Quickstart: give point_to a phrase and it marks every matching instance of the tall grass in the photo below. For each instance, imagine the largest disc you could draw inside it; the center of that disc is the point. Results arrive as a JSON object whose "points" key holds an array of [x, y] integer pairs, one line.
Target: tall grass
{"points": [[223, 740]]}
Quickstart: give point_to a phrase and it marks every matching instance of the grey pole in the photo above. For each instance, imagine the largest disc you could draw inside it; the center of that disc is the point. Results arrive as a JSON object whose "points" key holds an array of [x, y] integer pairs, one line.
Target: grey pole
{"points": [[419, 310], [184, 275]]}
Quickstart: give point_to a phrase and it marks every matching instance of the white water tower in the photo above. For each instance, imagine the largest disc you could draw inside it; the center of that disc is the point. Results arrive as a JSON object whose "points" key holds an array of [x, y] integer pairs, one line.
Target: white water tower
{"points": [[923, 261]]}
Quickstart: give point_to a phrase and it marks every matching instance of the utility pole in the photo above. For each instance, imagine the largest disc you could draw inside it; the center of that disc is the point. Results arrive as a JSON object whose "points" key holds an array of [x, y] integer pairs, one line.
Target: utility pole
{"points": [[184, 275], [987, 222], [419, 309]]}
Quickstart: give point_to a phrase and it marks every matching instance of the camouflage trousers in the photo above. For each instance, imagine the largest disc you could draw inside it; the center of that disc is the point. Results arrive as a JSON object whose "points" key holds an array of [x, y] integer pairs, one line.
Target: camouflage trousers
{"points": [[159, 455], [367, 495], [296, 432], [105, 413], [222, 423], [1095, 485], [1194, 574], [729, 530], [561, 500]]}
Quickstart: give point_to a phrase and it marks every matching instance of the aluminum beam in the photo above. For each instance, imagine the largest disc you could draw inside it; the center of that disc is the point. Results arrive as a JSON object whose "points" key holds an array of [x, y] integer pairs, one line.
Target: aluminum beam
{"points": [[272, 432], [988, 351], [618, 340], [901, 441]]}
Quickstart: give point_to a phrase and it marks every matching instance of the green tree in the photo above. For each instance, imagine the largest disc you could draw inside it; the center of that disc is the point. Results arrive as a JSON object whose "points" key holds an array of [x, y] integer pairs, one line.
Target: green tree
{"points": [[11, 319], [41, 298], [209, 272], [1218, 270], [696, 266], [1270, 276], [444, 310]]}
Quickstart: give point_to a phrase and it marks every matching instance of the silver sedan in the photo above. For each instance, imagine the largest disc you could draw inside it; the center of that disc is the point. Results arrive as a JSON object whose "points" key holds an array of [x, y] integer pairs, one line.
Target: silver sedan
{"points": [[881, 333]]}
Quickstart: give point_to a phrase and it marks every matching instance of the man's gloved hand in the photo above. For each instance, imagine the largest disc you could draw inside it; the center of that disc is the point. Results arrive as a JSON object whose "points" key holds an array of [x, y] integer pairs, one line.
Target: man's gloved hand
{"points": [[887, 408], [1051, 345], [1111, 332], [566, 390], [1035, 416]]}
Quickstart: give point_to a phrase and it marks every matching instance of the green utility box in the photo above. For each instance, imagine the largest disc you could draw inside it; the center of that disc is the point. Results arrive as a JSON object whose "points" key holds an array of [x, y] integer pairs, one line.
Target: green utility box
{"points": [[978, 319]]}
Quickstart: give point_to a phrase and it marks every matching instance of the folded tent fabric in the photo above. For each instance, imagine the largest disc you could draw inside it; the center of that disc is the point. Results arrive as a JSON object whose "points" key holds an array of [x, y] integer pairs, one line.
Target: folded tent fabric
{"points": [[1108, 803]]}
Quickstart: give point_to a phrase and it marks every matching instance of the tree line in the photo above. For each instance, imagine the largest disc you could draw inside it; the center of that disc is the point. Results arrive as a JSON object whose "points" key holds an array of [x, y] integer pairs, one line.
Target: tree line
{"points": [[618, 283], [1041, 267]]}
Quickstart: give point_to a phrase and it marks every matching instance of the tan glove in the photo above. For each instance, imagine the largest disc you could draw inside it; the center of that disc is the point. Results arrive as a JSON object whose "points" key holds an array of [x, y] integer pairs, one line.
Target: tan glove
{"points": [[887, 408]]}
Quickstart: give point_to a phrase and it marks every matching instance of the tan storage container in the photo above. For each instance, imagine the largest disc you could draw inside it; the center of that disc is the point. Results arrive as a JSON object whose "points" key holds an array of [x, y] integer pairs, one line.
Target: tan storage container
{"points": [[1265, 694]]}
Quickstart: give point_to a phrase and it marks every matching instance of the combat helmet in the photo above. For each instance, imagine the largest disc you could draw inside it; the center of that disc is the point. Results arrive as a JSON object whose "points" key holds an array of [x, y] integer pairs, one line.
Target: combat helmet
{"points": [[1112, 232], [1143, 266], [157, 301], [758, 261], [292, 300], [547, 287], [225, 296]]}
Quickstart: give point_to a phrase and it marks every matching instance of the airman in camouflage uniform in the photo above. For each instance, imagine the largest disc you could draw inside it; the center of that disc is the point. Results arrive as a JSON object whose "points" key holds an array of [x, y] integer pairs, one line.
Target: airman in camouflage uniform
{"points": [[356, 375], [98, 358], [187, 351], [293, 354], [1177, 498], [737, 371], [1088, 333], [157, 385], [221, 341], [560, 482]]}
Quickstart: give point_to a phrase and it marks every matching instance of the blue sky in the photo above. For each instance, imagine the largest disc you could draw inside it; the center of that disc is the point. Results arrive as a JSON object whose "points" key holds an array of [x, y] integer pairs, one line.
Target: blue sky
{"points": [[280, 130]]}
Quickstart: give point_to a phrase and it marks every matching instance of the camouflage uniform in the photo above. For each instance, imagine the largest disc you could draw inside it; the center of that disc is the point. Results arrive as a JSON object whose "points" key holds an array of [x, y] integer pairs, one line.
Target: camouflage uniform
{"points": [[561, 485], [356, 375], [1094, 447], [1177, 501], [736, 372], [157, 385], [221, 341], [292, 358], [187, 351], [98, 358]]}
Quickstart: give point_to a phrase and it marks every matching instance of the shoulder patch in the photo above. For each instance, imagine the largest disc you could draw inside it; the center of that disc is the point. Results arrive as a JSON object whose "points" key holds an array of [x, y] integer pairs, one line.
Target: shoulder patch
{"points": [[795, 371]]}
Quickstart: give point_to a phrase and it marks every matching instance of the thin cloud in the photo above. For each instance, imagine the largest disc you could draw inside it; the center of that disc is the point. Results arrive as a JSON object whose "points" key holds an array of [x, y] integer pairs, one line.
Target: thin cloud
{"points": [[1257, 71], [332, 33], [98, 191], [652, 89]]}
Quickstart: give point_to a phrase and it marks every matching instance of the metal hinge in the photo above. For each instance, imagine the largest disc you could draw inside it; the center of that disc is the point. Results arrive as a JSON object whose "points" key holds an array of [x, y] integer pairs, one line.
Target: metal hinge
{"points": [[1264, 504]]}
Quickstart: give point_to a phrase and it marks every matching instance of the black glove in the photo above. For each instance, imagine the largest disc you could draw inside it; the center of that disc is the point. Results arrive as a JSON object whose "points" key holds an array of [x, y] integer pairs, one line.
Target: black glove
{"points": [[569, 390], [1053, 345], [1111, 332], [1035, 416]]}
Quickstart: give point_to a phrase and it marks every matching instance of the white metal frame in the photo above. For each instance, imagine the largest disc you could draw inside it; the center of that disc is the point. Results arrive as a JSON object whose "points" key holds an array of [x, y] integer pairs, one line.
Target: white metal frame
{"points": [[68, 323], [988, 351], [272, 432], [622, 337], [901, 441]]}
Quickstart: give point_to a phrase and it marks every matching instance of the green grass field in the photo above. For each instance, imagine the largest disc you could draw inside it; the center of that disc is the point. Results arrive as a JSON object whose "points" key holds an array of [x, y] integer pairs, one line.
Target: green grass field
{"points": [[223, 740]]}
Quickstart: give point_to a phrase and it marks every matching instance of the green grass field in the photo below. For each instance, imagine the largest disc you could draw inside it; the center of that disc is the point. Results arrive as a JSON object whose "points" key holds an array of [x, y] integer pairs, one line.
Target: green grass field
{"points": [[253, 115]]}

════════

**Task statement**
Everything from the line containing "the white metal" to the last line of the entries above should be quoted exactly, and only that.

**Final result**
Quickstart: give point_to a phrase and it marks every matching instance of the white metal frame in the photo above. For each instance, imagine the largest disc you could draw inside it; the center of that disc is the point. Results arrive as a JSON object whose "points" key holds an array of [x, y] integer pairs, one line.
Target: white metal frame
{"points": [[68, 323], [988, 351], [272, 432], [622, 337], [901, 441]]}
Quickstart: give point_to a phrase and it marks every matching instance of the green grass field in the photo above. For each instance, imagine the largest disc you could draw inside it; the center of that disc is the point. Results arrive as a JSON object whose "points" key holds an array of [x, y] integer pairs, one line.
Target: green grass field
{"points": [[223, 740]]}
Quickstart: give point_to a phrase and it marks every matching instance of the green grass field in the photo below. For each instance, imagine the largest disc you could draw inside it; the center of that disc is the point. Results arrive as a JSON object whose "points" key holds an array of [x, y] integer pairs, one line.
Target: green grass field
{"points": [[253, 115]]}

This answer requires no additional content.